(What you should do)
Copy every one of the entries below word for word, keeping each line unchanged.

(Dataset excerpts on object pointing)
++++++++++

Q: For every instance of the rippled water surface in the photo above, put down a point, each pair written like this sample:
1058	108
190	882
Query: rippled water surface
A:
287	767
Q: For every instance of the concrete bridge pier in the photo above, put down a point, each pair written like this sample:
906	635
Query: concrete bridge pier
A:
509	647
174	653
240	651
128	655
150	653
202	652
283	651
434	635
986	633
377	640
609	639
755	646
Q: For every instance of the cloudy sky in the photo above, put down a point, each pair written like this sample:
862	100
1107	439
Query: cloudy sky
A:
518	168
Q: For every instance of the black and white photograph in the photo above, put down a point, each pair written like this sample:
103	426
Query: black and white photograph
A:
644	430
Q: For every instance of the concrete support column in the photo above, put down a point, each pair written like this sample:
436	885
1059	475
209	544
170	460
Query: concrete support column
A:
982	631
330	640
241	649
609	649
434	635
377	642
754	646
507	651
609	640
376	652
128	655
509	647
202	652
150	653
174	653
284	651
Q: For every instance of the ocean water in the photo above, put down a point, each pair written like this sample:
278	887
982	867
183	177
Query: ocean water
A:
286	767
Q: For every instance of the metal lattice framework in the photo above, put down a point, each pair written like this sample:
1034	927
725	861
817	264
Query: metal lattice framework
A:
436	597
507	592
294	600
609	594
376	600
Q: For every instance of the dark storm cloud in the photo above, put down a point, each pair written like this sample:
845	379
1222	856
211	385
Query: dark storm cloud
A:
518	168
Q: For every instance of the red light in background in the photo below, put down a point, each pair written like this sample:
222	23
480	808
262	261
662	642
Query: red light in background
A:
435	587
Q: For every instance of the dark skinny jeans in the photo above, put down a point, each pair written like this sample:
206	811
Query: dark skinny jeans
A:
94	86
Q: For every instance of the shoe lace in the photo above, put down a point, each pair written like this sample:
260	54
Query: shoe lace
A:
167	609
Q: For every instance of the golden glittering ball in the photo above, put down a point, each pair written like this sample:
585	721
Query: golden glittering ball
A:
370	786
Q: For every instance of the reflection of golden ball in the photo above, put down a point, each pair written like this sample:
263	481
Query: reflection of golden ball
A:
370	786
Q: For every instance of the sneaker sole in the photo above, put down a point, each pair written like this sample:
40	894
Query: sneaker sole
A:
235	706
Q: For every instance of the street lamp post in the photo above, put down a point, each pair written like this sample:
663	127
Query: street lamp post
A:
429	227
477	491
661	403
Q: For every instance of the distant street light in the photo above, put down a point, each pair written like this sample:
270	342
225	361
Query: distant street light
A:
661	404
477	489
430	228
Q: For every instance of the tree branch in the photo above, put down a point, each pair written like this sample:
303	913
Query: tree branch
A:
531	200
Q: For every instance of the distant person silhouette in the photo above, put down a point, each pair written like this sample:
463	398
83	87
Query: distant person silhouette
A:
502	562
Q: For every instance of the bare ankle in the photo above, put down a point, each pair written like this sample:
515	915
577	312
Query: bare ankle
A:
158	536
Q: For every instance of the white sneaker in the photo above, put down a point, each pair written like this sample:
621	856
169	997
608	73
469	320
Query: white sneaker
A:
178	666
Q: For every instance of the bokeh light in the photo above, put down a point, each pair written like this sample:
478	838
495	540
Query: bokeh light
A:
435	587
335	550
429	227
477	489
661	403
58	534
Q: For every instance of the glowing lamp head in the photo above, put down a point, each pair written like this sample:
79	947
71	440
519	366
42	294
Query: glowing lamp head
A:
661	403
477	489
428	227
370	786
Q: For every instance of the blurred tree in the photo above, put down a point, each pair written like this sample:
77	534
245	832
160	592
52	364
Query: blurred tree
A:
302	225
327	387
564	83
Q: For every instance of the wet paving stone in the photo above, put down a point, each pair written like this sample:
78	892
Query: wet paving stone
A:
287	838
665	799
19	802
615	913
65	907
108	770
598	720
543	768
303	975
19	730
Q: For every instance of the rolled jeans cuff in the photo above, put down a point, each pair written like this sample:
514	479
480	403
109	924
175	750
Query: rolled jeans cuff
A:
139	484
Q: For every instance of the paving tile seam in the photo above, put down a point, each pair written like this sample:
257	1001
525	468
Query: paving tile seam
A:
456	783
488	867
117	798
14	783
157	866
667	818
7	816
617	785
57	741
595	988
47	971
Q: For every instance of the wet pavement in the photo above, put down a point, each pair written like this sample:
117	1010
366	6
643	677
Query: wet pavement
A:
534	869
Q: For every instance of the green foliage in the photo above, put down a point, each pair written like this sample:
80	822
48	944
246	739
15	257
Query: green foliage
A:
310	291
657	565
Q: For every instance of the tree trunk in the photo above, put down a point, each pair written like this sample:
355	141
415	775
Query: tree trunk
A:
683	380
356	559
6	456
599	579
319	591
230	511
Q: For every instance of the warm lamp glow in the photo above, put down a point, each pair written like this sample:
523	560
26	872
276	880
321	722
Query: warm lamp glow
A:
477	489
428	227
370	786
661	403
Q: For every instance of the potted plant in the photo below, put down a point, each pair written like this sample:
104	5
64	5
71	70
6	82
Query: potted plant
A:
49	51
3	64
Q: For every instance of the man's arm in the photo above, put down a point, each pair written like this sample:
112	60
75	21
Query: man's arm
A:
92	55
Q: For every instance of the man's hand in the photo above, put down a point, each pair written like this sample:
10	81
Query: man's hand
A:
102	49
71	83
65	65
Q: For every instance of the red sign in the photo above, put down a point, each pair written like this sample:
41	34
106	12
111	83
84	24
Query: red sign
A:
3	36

++++++++++

(Final answer)
Q: For every instance of the rippled water surface in the photo above, put down a point, each pair written like this sample:
1058	108
190	882
Query: rippled water surface
A:
287	767
Q: For every instance of the concrete bridge pier in the photo above, put down a point, each pair written like this sample:
906	635
Query: concrete bridge pier
A:
509	647
174	653
240	651
128	655
150	653
202	652
283	651
434	635
986	633
377	640
609	639
755	646
Q: For every instance of the cloudy sky in the photo above, put down a point, each pair written like this sample:
862	100
1107	439
Query: cloudy sky
A:
518	168
Q: For every instance of the black and white photograph in the photo above, put down a point, each pair written like this sample:
103	426
Query: black and white photograph
A:
644	430
Q: For every instance of the concrete support column in the photo above, put down a point, each pair written like this sample:
436	885
1059	475
209	544
170	460
Query: concrete support column
A:
982	631
330	640
241	649
609	649
434	635
377	642
754	646
507	651
609	640
376	652
128	655
509	647
202	652
150	653
174	653
284	651
Q: For every instance of the ocean water in the photo above, put down a point, each pair written like this sample:
278	887
982	867
183	177
Query: ocean water
A:
286	767
Q: For every instance of the metal lattice framework in the photo above, put down a point, each pair written like this sample:
1034	927
725	861
817	264
Query: metal lattice framework
A:
436	597
507	592
294	600
609	594
376	600
Q: For every instance of the dark storm cloud in the photo above, put down a point, each pair written like this sample:
845	379
1222	856
211	385
Query: dark storm cloud
A:
518	168
Q: For every instance of the red light in background in the photo below, put down a point, each pair written like this sample:
222	23
480	808
262	261
662	642
Query: red light in background
A:
435	587
Q: For every instance of the dark skinny jeans in the photo above, put down a point, each pair written like this sample:
206	811
Query: dark skinny jeans
A:
94	86
Q: For every instance of the shoe lace in the photo above, put down a point, each pair written like this sample:
260	54
Query: shoe lace
A:
167	609
Q: For every instance of the golden glittering ball in the photo above, put down a point, each pair written like this sample:
585	721
Query: golden glittering ball
A:
370	786
Q: For every instance of the reflection of golden ball in the photo above, put down a point, each pair written like this sample:
263	481
Query: reflection of golden ball
A:
370	786
Q: For every instance of the sneaker sole in the photo above, put down a point, each pair written like this sample:
40	894
Query: sneaker sole
A:
235	706
Q: For every instance of the street lamp post in the photo above, put down a point, each pair written like this sample:
663	127
Query: street lamp post
A:
429	227
477	491
661	403
Q: For every instance of the distant street light in the photo above, put down a point, each pair written like this sample:
270	342
225	361
Query: distant street light
A:
661	404
477	489
430	228
Q: For every instance of the tree branch in the photo above, put down a point, each pair written like this sample:
303	913
Query: tree branch
A:
531	200
Q: For every instance of the distant person silhouette in the photo above, put down a point, each pair written like this sample:
463	398
83	87
Query: distant person silhouette
A:
502	562
Q: For every instance of the bare ankle in the photo above, put down a point, each pair written like this sample:
515	915
577	312
Query: bare ankle
A:
158	536
Q: For every instance of the white sneaker in the photo above, put down a point, each pair written like this sample:
621	856
169	997
608	73
469	320
Query: white sneaker
A:
178	666
Q: For every instance of the bokeh light in the photo above, put down a point, each pair written like this sample:
478	838
495	540
Query: bokeh light
A:
435	587
335	550
429	227
477	489
661	403
58	534
Q: For every instance of the glowing lamp head in the photo above, put down a point, each pair written like this sample:
79	947
71	440
519	366
42	294
Query: glowing lamp head
A:
661	403
477	489
428	227
370	786
Q: For every instance of the blurred tree in the photo above, put down a point, each pair written like this sample:
77	534
245	832
160	592
52	364
Query: blurred tree
A:
302	225
327	387
564	83
Q: For every instance of the wet paving stone in the photo above, put down a point, each pair written like this sample:
78	892
Query: wet paving stone
A:
287	838
665	799
19	802
615	913
65	907
108	770
598	720
543	768
303	975
19	730
Q: For every instance of the rolled jeans cuff in the photo above, put down a point, each pair written like this sample:
514	479
480	403
109	924
175	750
Query: rolled jeans cuff
A:
139	484
Q: For every instance of the paving tile seam in the photo above, put down a point, each pair written like this sample:
257	1001
525	468
Query: paving tile seam
A:
456	783
488	867
117	798
14	783
157	866
667	818
7	816
617	785
57	741
595	988
47	971
Q: For every instance of the wet pavement in the photo above, put down a point, each pair written like this sample:
117	1010
366	6
643	677
Query: wet pavement
A:
534	869
Q: For every instance of the green foliage in the photo above, put down a point, each pair written like this sample:
80	822
48	944
246	739
15	257
Query: green foliage
A:
310	291
657	565
Q: For every instance of the tree trunk in the photo above, put down a point, each pair written like this sample:
355	141
415	775
Query: tree trunk
A:
683	380
356	559
6	456
599	579
319	591
230	511
Q: For every instance of the warm lamp glow in the photo above, put down a point, each pair written like this sample:
523	560
26	872
276	880
321	722
Query: warm lamp glow
A:
477	489
428	227
370	786
661	403
Q: For every instance of the potted plant in the photo below, put down a point, each pair written like this sample:
104	5
64	5
71	70
6	82
Query: potted plant
A:
49	51
3	64
Q: For every instance of the man's arm in the photo above, put down a point, each pair written like this sample:
112	60
75	21
Query: man's arm
A:
92	55
Q: For every instance of the man's hand in the photo above, put down a point, each pair written like this sample:
10	81
Query: man's hand
A:
102	49
71	83
65	65
Q: For every instance of the red sign in the photo above, put down a point, each pair written like this sample:
41	34
106	12
111	83
84	24
Query: red sign
A:
3	36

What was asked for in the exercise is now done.